→ **Set exercise**
Put the lines below into a Markdown table with two columns, Row and Line, where Row numbers each line in order and Line holds its text. Leave out blank lines.

→ **Working data**
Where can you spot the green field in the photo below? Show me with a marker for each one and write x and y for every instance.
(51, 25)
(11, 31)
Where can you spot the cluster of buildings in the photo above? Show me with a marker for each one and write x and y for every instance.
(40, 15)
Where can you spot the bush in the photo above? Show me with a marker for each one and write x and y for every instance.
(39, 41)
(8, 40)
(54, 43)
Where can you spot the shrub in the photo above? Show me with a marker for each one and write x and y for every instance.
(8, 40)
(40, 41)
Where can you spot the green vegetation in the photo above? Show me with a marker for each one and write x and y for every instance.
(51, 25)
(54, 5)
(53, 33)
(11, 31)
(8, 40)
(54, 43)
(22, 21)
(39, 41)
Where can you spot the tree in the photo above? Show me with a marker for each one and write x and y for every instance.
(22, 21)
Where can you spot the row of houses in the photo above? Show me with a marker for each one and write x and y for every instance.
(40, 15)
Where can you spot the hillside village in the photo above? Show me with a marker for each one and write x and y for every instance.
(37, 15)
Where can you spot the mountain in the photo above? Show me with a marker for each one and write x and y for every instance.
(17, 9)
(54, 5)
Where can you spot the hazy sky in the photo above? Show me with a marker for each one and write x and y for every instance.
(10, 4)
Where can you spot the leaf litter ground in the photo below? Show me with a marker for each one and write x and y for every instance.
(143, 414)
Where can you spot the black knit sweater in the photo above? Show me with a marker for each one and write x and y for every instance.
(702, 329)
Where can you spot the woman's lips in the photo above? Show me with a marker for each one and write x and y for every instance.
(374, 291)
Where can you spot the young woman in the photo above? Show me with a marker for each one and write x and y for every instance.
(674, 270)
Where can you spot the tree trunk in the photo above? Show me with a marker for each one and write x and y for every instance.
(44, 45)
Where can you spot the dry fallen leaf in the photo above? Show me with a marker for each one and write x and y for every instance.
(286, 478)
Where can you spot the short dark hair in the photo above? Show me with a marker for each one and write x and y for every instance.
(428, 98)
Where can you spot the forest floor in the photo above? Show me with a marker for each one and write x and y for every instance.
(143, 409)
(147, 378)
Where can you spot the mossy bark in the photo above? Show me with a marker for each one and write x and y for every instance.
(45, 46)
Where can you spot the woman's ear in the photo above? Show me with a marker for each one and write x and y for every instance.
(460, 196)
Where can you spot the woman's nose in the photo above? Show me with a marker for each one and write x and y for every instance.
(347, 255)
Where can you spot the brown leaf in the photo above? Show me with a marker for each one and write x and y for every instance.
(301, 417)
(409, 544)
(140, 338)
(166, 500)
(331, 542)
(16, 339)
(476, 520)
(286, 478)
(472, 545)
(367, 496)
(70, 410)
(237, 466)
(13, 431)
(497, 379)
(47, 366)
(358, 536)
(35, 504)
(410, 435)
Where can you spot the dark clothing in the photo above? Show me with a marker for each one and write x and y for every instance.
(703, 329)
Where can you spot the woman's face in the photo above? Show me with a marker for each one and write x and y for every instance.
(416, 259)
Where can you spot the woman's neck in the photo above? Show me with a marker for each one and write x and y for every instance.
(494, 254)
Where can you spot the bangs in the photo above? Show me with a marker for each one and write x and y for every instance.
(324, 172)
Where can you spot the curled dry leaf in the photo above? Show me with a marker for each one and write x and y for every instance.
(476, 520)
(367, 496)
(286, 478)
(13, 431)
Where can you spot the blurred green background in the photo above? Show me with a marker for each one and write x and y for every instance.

→ **Correct answer**
| Row | Line |
|---|---|
| 1 | Where can you spot the green field in the photo below? Show me with a marker for each one and write x and y for every instance. |
| 2 | (51, 25) |
| 3 | (11, 31) |
| 4 | Where can you spot the cluster of buildings in the photo above? Show me with a marker for each one and write x and y for every instance. |
| 5 | (40, 15) |
| 6 | Where can you spot the bush in the photo above? Show me with a marker for each one and write x and y for every instance. |
| 7 | (39, 41) |
| 8 | (8, 40) |
| 9 | (54, 43) |
| 10 | Where can you spot the shrub in the photo above? Show me with a marker for each one and write x and y for every instance. |
| 11 | (8, 40) |
| 12 | (40, 41) |
| 13 | Where can you spot the green vegetation in the photo above? Show me with a marker for each one and write x and y for every instance. |
| 14 | (51, 25) |
| 15 | (54, 5) |
| 16 | (53, 33) |
| 17 | (11, 31) |
| 18 | (8, 40) |
| 19 | (54, 43) |
| 20 | (22, 21) |
| 21 | (39, 41) |
| 22 | Where can you spot the tree in the photo above? Show me with a marker for each one and write x and y for every instance. |
| 23 | (22, 21) |
| 24 | Where can you spot the row of houses in the photo above? Show me with a marker for each one and write x and y for every instance. |
| 25 | (40, 15) |
| 26 | Where can you spot the hillside village in the photo above? Show me with a marker for each one and write x and y for every instance. |
| 27 | (37, 15) |
| 28 | Where can you spot the mountain in the photo above? Show me with a marker for each one and write x and y for every instance. |
| 29 | (17, 9) |
| 30 | (54, 5) |
| 31 | Where can you spot the hazy sky in the photo above? Show me with a marker for each one and write x and y for every instance. |
| 32 | (10, 4) |
| 33 | Where can you spot the leaf litter ground in the photo below? Show me with a marker for each one and write x and y for every instance. |
| 34 | (143, 414) |
| 35 | Where can you spot the black knit sweater in the photo above? Show me with a marker for each one and write x and y for every instance. |
| 36 | (702, 329) |
| 37 | Where can you spot the woman's lips in the photo above? Show me with a marker for each one and write x and y for every instance. |
| 38 | (374, 291) |
| 39 | Where can you spot the young woman in the photo above? Show me with a marker for each one and write x and y for every instance. |
| 40 | (674, 270) |
| 41 | Where can you spot the tree trunk in the photo above? Show me with a marker for each one and write x and y for every instance. |
| 42 | (44, 45) |
| 43 | Where can you spot the dry fallen leaf in the photo above? Show me with a marker for each one and write x and y for every instance. |
| 44 | (286, 478) |
| 45 | Where can you spot the short dark hair in the photo above? Show me with a marker for each one and write x and y for every instance. |
| 46 | (428, 98) |
| 47 | Where can you spot the forest floor in the photo above? Show me with a marker for each one and write x and y for every instance. |
| 48 | (143, 409) |
| 49 | (147, 378) |
| 50 | Where can you spot the mossy bark in the photo above? Show me with a marker for each one and write x and y for every instance. |
| 51 | (45, 46) |
| 52 | Where can you spot the woman's ear in the photo above? Show me with a marker for each one and write x and y for every instance. |
| 53 | (460, 196) |
| 54 | Where can you spot the woman's nose in the photo above? Show me with a marker for each one and write x and y for every instance. |
| 55 | (347, 255) |
| 56 | Where can you spot the brown leaf in the photo above? Show me with a marker for each one and write x and y for every instance. |
| 57 | (301, 417) |
| 58 | (409, 544) |
| 59 | (140, 338) |
| 60 | (166, 500) |
| 61 | (331, 542) |
| 62 | (16, 339) |
| 63 | (476, 520) |
| 64 | (286, 478) |
| 65 | (472, 545) |
| 66 | (367, 496) |
| 67 | (70, 410) |
| 68 | (237, 466) |
| 69 | (13, 431) |
| 70 | (497, 379) |
| 71 | (47, 366) |
| 72 | (358, 536) |
| 73 | (35, 504) |
| 74 | (410, 435) |
| 75 | Where can you spot the dark clothing in the photo above? Show me with a marker for each one and write x and y for every instance. |
| 76 | (703, 329) |
| 77 | Where can you spot the woman's face in the photo above? Show me with a marker for each one and write x and y for every instance. |
| 78 | (416, 259) |
| 79 | Where can you spot the woman's neck in the photo above? Show me with a marker for each one and write x and y for every instance. |
| 80 | (494, 254) |
| 81 | Where can you spot the bangs in the photo above? Show me with a marker for each one and write x and y for every instance. |
| 82 | (324, 172) |
| 83 | Where can you spot the curled dry leaf in the photo above? Show me with a marker for each one and write x and y for every instance. |
| 84 | (476, 520) |
| 85 | (367, 496) |
| 86 | (286, 478) |
| 87 | (13, 431) |
| 88 | Where can you spot the blurred green background in the photo above? Show me with a marker for each one and write x and y for every instance. |